* **DATA LISTING**
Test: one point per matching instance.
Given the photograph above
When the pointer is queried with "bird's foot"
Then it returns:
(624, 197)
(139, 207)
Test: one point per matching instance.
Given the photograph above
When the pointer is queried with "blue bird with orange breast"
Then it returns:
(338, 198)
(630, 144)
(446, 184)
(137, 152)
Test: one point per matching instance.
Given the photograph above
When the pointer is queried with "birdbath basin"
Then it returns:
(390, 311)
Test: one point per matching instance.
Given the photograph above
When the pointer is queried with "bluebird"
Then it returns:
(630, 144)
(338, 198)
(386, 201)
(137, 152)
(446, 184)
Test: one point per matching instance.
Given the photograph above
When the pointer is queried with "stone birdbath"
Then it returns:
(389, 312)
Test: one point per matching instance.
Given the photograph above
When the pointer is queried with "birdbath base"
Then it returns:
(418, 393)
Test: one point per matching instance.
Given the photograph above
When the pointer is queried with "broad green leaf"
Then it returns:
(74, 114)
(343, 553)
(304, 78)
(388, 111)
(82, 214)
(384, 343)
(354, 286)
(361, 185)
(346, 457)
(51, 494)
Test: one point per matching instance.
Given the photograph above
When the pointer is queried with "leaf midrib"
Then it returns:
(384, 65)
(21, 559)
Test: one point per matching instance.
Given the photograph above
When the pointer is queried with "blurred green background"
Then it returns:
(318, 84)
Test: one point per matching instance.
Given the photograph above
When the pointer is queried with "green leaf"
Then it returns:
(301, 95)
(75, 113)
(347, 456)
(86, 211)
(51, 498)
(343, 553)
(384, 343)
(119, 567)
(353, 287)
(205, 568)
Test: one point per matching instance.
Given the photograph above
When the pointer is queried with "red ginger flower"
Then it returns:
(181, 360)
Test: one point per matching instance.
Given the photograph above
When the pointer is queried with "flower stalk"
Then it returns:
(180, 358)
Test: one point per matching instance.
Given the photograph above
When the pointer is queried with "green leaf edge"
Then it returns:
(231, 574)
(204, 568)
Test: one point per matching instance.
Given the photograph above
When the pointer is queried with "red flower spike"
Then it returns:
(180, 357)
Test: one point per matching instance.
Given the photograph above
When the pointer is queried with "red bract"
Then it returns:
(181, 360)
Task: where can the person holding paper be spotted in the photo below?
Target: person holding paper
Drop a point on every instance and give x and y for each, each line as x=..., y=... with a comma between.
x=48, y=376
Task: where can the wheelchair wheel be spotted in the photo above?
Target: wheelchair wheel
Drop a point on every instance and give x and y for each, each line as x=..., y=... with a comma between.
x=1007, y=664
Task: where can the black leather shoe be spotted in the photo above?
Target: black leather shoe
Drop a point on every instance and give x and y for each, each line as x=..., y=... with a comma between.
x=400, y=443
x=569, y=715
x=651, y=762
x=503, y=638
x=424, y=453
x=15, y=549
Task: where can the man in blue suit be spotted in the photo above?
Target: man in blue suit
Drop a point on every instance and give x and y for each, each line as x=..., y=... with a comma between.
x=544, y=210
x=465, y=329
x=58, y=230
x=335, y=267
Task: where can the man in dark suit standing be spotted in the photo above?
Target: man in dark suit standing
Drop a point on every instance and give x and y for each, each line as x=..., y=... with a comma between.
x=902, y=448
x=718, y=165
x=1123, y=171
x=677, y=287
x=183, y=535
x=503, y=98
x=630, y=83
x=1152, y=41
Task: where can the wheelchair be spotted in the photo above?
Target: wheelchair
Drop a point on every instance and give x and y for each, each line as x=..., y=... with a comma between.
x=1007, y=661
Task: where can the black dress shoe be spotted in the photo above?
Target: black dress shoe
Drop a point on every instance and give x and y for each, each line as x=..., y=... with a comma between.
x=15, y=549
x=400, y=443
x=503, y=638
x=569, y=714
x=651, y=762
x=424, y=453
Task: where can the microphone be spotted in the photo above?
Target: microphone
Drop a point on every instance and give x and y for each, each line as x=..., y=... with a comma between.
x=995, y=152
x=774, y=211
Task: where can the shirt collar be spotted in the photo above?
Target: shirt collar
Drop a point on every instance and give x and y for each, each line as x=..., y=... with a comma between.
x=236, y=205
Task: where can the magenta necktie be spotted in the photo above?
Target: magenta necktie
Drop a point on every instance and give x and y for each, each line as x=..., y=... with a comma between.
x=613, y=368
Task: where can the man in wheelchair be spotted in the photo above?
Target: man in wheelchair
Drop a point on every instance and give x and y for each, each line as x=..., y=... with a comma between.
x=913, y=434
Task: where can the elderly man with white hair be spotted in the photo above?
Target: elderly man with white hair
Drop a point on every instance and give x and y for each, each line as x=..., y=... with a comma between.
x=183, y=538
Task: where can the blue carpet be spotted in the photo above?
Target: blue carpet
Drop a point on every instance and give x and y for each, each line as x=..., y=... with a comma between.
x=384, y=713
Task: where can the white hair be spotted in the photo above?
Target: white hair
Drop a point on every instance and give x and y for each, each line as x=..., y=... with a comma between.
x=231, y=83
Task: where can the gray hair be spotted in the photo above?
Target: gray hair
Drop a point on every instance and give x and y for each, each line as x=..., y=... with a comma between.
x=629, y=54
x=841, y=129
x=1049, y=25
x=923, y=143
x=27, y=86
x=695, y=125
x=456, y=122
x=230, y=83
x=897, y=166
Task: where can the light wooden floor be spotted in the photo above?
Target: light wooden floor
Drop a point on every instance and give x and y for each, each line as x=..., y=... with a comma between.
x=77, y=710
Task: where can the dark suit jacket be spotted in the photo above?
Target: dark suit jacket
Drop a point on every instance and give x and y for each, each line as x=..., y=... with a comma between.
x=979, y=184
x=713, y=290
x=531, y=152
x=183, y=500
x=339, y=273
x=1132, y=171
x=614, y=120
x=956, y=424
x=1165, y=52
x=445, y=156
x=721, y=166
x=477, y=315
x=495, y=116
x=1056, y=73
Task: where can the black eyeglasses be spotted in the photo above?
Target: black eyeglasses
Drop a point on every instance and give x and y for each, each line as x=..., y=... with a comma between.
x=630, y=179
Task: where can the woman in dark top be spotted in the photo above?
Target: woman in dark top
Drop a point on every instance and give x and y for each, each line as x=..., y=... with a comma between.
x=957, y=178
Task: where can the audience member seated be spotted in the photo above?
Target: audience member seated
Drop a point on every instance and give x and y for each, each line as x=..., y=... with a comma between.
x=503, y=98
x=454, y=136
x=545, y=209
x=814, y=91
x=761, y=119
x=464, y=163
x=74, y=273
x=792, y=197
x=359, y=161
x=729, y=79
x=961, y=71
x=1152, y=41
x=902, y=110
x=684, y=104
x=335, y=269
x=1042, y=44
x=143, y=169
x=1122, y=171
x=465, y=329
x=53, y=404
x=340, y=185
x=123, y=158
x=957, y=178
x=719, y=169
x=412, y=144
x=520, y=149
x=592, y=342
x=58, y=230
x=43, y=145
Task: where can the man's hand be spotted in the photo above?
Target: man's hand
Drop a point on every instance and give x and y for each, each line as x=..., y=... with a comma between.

* **HOW TO COMPLETE THIS TASK**
Word for word, write out all of the data above.

* **COMPLETED EXERCISE**
Test: one point per matching instance.
Given the photograph above
When the pointer is queried with "bird's foot"
Then it returns:
(624, 197)
(139, 207)
Test: one point per matching instance.
Given the photograph above
When the pointer is queried with "blue bird with orange breast"
Then it returns:
(338, 198)
(630, 144)
(446, 184)
(137, 152)
Test: one point per matching instance.
Given the photograph above
When the pointer is queried with "birdbath basin"
Then it returns:
(390, 311)
Test: one point per matching instance.
Given the photograph above
When the pointer is queried with "bluebird"
Then it returns:
(630, 144)
(338, 198)
(386, 201)
(137, 152)
(446, 184)
Test: one point per matching instance.
Given the photograph above
When the pointer is queried with "stone birdbath"
Then it returns:
(389, 312)
Test: one point per matching instance.
Given the photograph above
When the pointer is queried with "birdbath base"
Then it returns:
(418, 393)
Test: one point per matching instance.
Given the photograph above
When the pointer is queried with "broad green leaf"
Then it returns:
(74, 114)
(343, 553)
(304, 78)
(388, 111)
(82, 214)
(384, 343)
(354, 286)
(361, 185)
(346, 457)
(51, 494)
Test: one point per matching instance.
Given the photograph above
When the pointer is queried with "leaf midrib"
Then it returns:
(384, 65)
(21, 559)
Test: one point per matching instance.
Given the photograph above
When the pointer is queried with "blurred green background"
Then it returns:
(318, 84)
Test: one point per matching instance.
Given the photograph above
When the pointer is queried with "green leaf"
Then it returns:
(301, 95)
(75, 113)
(347, 456)
(86, 211)
(51, 498)
(343, 553)
(384, 343)
(119, 567)
(353, 287)
(205, 568)
Test: one point per matching instance.
Given the photograph above
When the pointer is queried with "red ginger flower"
Then it returns:
(181, 360)
Test: one point per matching instance.
Given the photograph above
When the pointer is queried with "flower stalk"
Then it returns:
(180, 358)
Test: one point per matching instance.
Given the photograph above
When the pointer is queried with "green leaf edge"
Then it returns:
(231, 574)
(204, 568)
Test: one point per matching instance.
Given the photograph above
When the pointer is queried with "red flower spike"
Then it returns:
(180, 357)
Test: one point per matching instance.
Given the photograph above
When the pointer is queried with "red bract"
Then it returns:
(181, 360)
Task: where can the person holding paper be spotted in the photo below?
Target: person holding paper
Drop a point on every instance and give x and y for each, each line as x=..., y=... with a comma between.
x=48, y=376
Task: where can the wheelchair wheel be spotted in the photo above?
Target: wheelchair wheel
Drop a point on every instance and give x and y for each, each line as x=..., y=... with a comma between.
x=1007, y=664
Task: where can the black leather shoe be spotted in the photo above?
Target: black leather shoe
Drop a point on every instance and give x and y for each, each line as x=..., y=... with a comma between.
x=400, y=443
x=569, y=715
x=651, y=762
x=503, y=638
x=424, y=453
x=15, y=549
Task: where can the man in blue suit be spotted in the photo above?
Target: man in blue suit
Drop a point on every instance and give x and y for each, each line as x=..., y=... with a comma between.
x=544, y=210
x=465, y=329
x=58, y=230
x=335, y=267
Task: where can the man in dark suit standing be spotted in the photo above?
Target: man in dark suit standing
Drop a point on every instance and give x and y for each, each line as x=..., y=... with a comma between.
x=902, y=448
x=718, y=165
x=1123, y=171
x=677, y=287
x=183, y=535
x=503, y=98
x=630, y=83
x=1152, y=41
Task: where can the wheelchair be spotted in the photo above?
Target: wheelchair
Drop a point on every instance and give x and y for each, each line as x=..., y=... with a comma between.
x=1007, y=661
Task: where can the black dress shoe be spotted in the photo above?
Target: black dress shoe
Drop a point on every instance and give x and y for each, each line as x=..., y=... with a comma between.
x=15, y=549
x=400, y=443
x=503, y=638
x=569, y=714
x=651, y=762
x=424, y=453
Task: where can the microphone be spotted in the photo above?
Target: microphone
Drop a point on every instance and give x and y for each, each line as x=..., y=... with a comma between.
x=995, y=152
x=774, y=211
Task: where can the shirt collar be spotted in the photo above?
Target: shirt collar
Drop a point on every instance and give x and y for each, each line as x=..., y=... with a comma between.
x=236, y=205
Task: where can the magenta necktie be spotted in the photo above?
Target: magenta necktie
Drop a point on every instance and give x and y for each, each line as x=..., y=... with a comma between.
x=613, y=368
Task: where can the man in wheelchair be spotted in the photo above?
Target: man in wheelchair
Drop a point on every instance and give x and y for each, each line as x=..., y=... with a comma between.
x=913, y=434
Task: where can the elderly man with white hair be spotted in the photo above?
Target: elderly man with white hair
Drop a point on every instance and give x and y for each, each line as x=..., y=... with a comma between.
x=183, y=538
Task: where can the blue carpet be spotted in the photo above?
Target: blue carpet
Drop a point on every instance and give x and y for each, each line as x=..., y=... with a comma between.
x=384, y=713
Task: where can the white hair be spotted in the photo above?
Target: white hair
Drop a point on every instance and give x and y for each, each line as x=..., y=... with a comma between.
x=231, y=83
Task: where can the gray hair be spotted in the photo above?
Target: gray hair
Drop a point on every instance and give x and y for each, each line as x=..., y=... with a comma between.
x=629, y=54
x=841, y=129
x=1049, y=25
x=923, y=143
x=27, y=86
x=695, y=125
x=456, y=122
x=230, y=83
x=897, y=166
Task: where can the light wooden floor be spotted in the photo above?
Target: light wooden floor
Drop a point on every instance and give x and y for each, each line as x=..., y=... with a comma between.
x=77, y=710
Task: where can the dark suit jacket be spotted in the photo above?
Target: dark suit jacket
Drop a point on every instance and give x and y for each, each line as x=..., y=... with a comma between.
x=979, y=184
x=713, y=290
x=531, y=152
x=183, y=500
x=339, y=273
x=1132, y=171
x=614, y=120
x=956, y=424
x=1165, y=52
x=445, y=156
x=721, y=166
x=477, y=315
x=495, y=116
x=1056, y=73
Task: where can the black eyeglasses be spotted in the photo above?
Target: black eyeglasses
Drop a point on every instance and give x and y for each, each line as x=..., y=... with a comma between.
x=630, y=179
Task: where can the woman in dark top be spotted in the photo above?
Target: woman in dark top
Drop a point on every instance and give x and y for each, each line as x=..., y=... with a comma between.
x=957, y=178
Task: where can the audience member seated be spotted in the photo above?
Target: audience member seated
Drop a point on every instance and give x and y for each, each line as x=..., y=... with a comma between.
x=503, y=98
x=454, y=136
x=545, y=209
x=814, y=91
x=761, y=119
x=464, y=163
x=74, y=273
x=792, y=197
x=359, y=161
x=729, y=79
x=961, y=71
x=1152, y=41
x=902, y=110
x=684, y=104
x=335, y=269
x=1042, y=44
x=143, y=169
x=1122, y=171
x=465, y=329
x=53, y=404
x=340, y=185
x=123, y=158
x=957, y=178
x=719, y=169
x=412, y=144
x=520, y=149
x=592, y=342
x=58, y=230
x=43, y=145
Task: where can the man's hand be spotted in the photo above?
Target: man's hand
Drop a point on every instance and give x and y for each, each line as x=..., y=... with a comma between.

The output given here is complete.